**DATA FOR PROCESSING**.
= = = = =
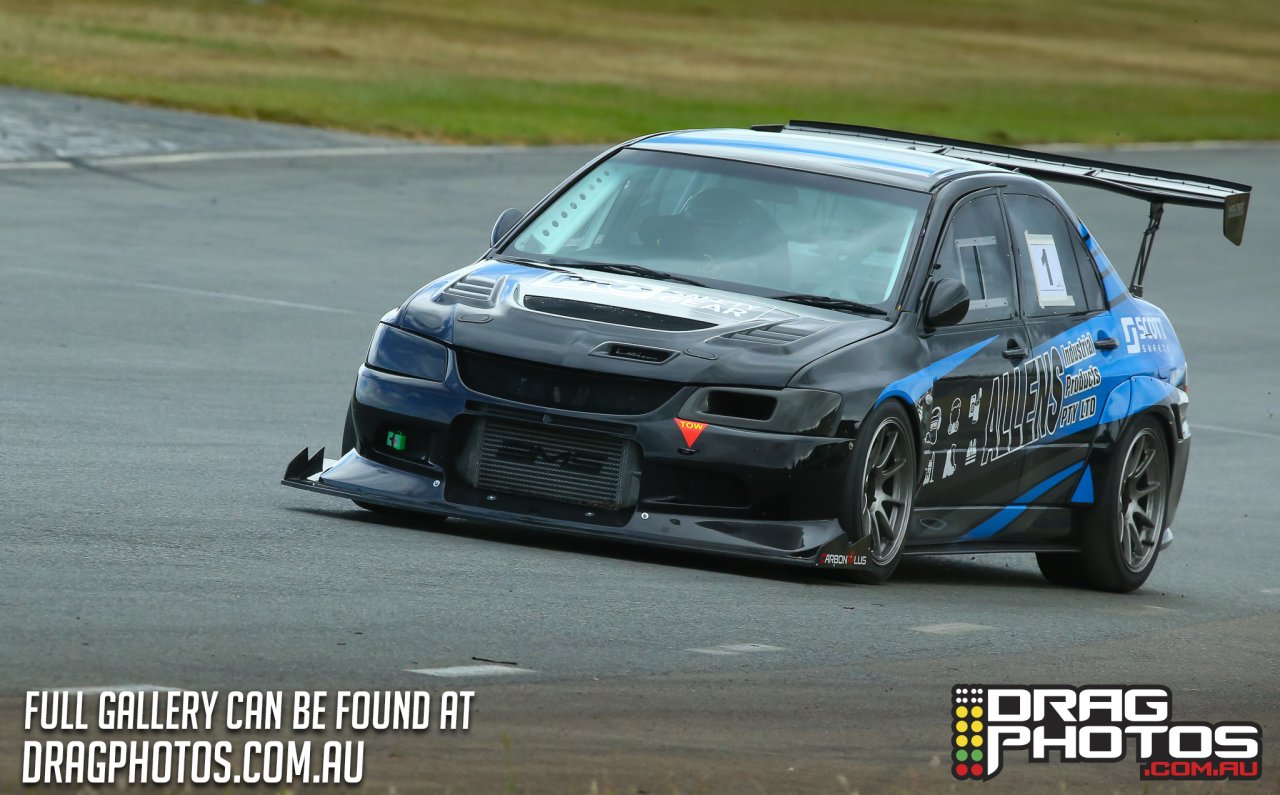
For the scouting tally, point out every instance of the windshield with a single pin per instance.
(767, 229)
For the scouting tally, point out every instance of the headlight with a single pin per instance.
(785, 411)
(406, 353)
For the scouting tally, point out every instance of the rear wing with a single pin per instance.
(1151, 184)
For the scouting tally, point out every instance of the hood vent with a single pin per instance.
(617, 315)
(777, 333)
(471, 288)
(640, 353)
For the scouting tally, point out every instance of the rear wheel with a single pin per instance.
(1120, 533)
(880, 490)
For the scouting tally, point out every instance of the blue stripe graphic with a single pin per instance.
(1009, 513)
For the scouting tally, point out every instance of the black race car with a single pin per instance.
(814, 343)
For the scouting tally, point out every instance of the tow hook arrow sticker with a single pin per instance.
(690, 430)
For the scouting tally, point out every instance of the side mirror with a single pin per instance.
(507, 220)
(949, 302)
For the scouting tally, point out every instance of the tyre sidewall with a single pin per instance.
(1100, 533)
(854, 493)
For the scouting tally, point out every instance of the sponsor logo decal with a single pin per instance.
(1144, 334)
(1095, 725)
(854, 554)
(690, 430)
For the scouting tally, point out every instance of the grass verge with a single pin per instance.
(588, 71)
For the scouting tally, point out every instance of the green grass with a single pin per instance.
(589, 71)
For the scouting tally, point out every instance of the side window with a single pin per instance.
(976, 251)
(1047, 265)
(1093, 293)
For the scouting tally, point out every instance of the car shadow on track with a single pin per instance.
(938, 570)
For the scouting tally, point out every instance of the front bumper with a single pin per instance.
(737, 492)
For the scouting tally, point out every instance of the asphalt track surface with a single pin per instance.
(174, 332)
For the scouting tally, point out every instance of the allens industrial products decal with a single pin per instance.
(1096, 723)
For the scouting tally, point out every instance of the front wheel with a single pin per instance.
(880, 490)
(1120, 533)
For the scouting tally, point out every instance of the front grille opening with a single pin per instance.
(617, 315)
(522, 382)
(741, 405)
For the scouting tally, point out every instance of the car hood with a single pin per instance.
(626, 325)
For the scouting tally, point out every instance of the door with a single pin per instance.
(969, 416)
(1064, 310)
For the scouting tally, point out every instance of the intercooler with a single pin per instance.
(552, 462)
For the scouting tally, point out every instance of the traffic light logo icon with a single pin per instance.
(968, 731)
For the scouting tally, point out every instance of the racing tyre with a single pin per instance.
(881, 490)
(1120, 533)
= = = = =
**PROBLEM TO WORK ON**. Lay out the entries from the line containing "rear wheel with a single pin per instance." through the line containing "(1009, 513)" as a two-column CSV with the headers instruction and points, one row per entry. Put each entry's text and its answer in a single quoted field each, with line breaks turned into spaces.

**OUTPUT OF THE TASK**.
instruction,points
"For the scouting tally, point out every instance of the rear wheel with a single pin per instance.","(1120, 533) (880, 490)"
"For the scouting tally, point out every instance of the blue stripe graphic with a single pin per instance.","(1009, 513)"